**Working data**:
# # # # # # #

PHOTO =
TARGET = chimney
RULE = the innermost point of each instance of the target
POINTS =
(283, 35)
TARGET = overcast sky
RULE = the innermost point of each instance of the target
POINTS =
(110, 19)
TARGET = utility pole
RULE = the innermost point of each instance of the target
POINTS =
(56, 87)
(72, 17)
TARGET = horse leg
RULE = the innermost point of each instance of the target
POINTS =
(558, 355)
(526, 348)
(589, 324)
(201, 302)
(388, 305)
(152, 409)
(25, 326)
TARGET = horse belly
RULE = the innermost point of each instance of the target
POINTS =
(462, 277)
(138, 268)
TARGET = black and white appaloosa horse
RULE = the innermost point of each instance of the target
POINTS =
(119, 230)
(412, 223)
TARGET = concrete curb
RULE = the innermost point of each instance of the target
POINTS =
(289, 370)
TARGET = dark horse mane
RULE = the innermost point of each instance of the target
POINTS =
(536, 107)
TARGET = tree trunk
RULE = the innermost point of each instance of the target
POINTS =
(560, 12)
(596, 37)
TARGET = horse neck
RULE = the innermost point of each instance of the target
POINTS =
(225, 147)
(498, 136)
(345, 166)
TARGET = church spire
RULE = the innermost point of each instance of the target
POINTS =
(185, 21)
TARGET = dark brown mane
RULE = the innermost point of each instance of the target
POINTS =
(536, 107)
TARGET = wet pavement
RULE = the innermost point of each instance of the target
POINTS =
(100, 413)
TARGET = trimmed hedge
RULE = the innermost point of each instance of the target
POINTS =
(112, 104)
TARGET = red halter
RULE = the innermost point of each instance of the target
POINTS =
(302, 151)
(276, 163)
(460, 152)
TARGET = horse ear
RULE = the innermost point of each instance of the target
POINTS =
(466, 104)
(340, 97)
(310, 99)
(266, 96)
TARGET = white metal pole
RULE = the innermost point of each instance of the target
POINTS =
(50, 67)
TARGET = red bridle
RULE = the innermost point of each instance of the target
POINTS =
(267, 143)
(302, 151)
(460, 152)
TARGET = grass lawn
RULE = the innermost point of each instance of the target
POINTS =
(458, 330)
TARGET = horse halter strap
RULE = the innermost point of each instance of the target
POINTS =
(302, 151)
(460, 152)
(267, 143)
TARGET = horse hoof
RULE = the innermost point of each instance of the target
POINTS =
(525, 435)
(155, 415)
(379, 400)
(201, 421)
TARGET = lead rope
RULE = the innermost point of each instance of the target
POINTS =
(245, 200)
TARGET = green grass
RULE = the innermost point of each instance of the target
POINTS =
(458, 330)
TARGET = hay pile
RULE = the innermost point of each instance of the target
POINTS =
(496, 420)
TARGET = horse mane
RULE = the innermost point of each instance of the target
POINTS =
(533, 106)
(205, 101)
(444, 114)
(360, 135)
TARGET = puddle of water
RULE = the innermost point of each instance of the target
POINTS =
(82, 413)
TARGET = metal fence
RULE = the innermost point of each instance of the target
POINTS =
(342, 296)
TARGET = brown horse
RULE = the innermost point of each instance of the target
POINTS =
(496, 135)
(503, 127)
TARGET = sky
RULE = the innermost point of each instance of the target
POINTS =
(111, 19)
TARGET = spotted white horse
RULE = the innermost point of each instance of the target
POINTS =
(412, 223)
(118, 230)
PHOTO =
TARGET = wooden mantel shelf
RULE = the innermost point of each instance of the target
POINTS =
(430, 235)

# # # # # # #

**Directive**: Only the lines from the one containing "TARGET = metal fence" to the end of the listing belong in the output, each reproduced exactly.

**The completed task**:
TARGET = metal fence
RULE = the innermost point of each instance of the target
POINTS =
(342, 296)
TARGET = brown horse
RULE = the innermost point of each instance of the target
POINTS =
(496, 135)
(503, 127)
TARGET = sky
RULE = the innermost point of each instance of the target
POINTS =
(111, 19)
TARGET = spotted white horse
RULE = the innermost point of each instance of the target
POINTS =
(412, 223)
(118, 230)
PHOTO =
TARGET = wooden mantel shelf
RULE = the innermost point of each instance of the target
POINTS =
(430, 235)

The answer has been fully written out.